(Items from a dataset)
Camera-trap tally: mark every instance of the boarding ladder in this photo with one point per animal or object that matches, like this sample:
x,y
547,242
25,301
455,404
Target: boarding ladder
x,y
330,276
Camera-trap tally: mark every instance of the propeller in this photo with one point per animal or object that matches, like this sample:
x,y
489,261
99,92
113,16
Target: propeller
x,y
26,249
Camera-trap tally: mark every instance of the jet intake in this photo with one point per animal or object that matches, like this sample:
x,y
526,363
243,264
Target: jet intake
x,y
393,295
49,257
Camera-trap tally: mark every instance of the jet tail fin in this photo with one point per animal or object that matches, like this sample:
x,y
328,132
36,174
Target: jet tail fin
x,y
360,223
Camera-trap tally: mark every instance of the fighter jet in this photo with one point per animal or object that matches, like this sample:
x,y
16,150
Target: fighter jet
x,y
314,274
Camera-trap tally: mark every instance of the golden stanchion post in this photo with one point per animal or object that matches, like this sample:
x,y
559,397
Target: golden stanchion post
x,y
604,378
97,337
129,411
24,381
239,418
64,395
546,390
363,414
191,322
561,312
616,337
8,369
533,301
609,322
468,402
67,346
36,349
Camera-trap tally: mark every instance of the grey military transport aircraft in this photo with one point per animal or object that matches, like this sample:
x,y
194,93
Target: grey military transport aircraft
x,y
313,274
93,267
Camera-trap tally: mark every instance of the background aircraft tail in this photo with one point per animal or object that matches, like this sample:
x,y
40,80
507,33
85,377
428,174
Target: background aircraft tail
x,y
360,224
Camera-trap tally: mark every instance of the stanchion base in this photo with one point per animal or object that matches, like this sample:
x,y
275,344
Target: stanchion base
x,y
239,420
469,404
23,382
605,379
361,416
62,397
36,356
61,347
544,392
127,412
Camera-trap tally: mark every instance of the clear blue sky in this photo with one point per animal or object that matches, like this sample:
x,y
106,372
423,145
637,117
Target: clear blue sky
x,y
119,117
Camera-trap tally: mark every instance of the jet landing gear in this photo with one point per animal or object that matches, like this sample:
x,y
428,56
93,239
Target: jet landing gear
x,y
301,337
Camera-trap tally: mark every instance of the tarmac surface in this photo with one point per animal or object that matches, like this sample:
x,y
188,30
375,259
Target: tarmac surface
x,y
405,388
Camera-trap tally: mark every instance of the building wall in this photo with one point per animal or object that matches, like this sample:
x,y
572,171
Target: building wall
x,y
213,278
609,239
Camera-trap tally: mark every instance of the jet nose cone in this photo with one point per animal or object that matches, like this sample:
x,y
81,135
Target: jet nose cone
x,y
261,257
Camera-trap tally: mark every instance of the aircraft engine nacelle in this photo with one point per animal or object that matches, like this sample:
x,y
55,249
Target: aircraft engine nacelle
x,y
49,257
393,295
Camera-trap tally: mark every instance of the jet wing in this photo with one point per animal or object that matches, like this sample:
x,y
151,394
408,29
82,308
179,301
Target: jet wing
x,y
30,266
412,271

== Problem description ==
Would you print all of the records exactly as they were given?

== Written response ==
Camera-trap tally: mark every instance of the boarding ladder in this photo with one point per animal or object that matches, like this sample:
x,y
547,242
25,301
455,404
Target: boarding ladder
x,y
330,276
Camera-trap tally: mark every instance of the propeller in this photo with one point per animal or object that matches, like this sample:
x,y
489,261
99,92
113,16
Target: propeller
x,y
26,249
Camera-trap tally: mark every instance of the jet intake in this photo with one point per animal or object that matches, like this sample:
x,y
526,363
243,264
Target: jet intake
x,y
393,295
49,257
Camera-trap tally: mark every instance of the jet tail fin in this photo with one point per animal or object that matches, like this sample:
x,y
328,132
36,174
Target: jet tail fin
x,y
360,223
Camera-trap tally: mark every instance of the fighter jet in this photo with one point per animal or object that matches, like this sample:
x,y
16,150
Target: fighter jet
x,y
314,274
Camera-trap tally: mark every instance of the golden stanchion post in this photo with one point per animal or object that matches, like this sample:
x,y
559,397
Target: golden stanchion post
x,y
604,378
97,337
129,411
24,381
239,418
64,395
546,390
363,414
191,322
561,312
616,337
8,369
533,301
609,322
468,402
67,346
36,349
Camera-trap tally: mark every instance of the grey military transport aircraft in this photo with one point per animal or object that matches, like this sample:
x,y
194,93
Target: grey military transport aircraft
x,y
313,274
93,267
Camera-trap tally: mark every instance of the background aircraft tail in this photo with one point per animal or object that matches, like this sample:
x,y
40,80
507,33
85,377
428,174
Target: background aircraft tail
x,y
360,224
Camera-trap tally: mark every instance of the stanchion base in this photo with one point per animal or object that matches, like this sample:
x,y
275,344
Target: stanchion base
x,y
239,420
469,404
23,382
605,379
361,416
62,397
36,356
61,347
544,392
127,412
Camera-trap tally: mark every instance of the clear blue sky in this photo with one point per animal or object that matches, like this sample:
x,y
106,372
423,145
637,117
Target: clear blue sky
x,y
119,117
Camera-trap tally: mark every instance of the jet landing gear in this photo with one point per animal or object that matches, like this sample:
x,y
428,56
93,239
Target: jet landing gear
x,y
301,337
Camera-trap tally: mark every instance of the tarmac surface in this photo with one point per animal or object that matches, like this sample:
x,y
188,30
375,259
Target: tarmac surface
x,y
405,388
Camera-trap tally: mark every instance of the building wall in this photo with one point per animal or object that matches, like this sample:
x,y
572,171
Target: building wall
x,y
213,278
609,239
Camera-trap tally: mark every instance of the jet nose cone in this photo with one point per animal or object that matches, like this sample:
x,y
81,135
Target: jet nose cone
x,y
261,257
Camera-trap tally: mark every instance of the aircraft engine nacelle in this photo with one point per animal or object that matches, like this sample:
x,y
55,249
Target: aircraft engine nacelle
x,y
49,257
393,295
Camera-trap tally: mark every instance of the jet wing in this photo with one point per animal or object that matches, like this sample:
x,y
151,394
408,29
82,308
179,301
Target: jet wing
x,y
30,266
412,271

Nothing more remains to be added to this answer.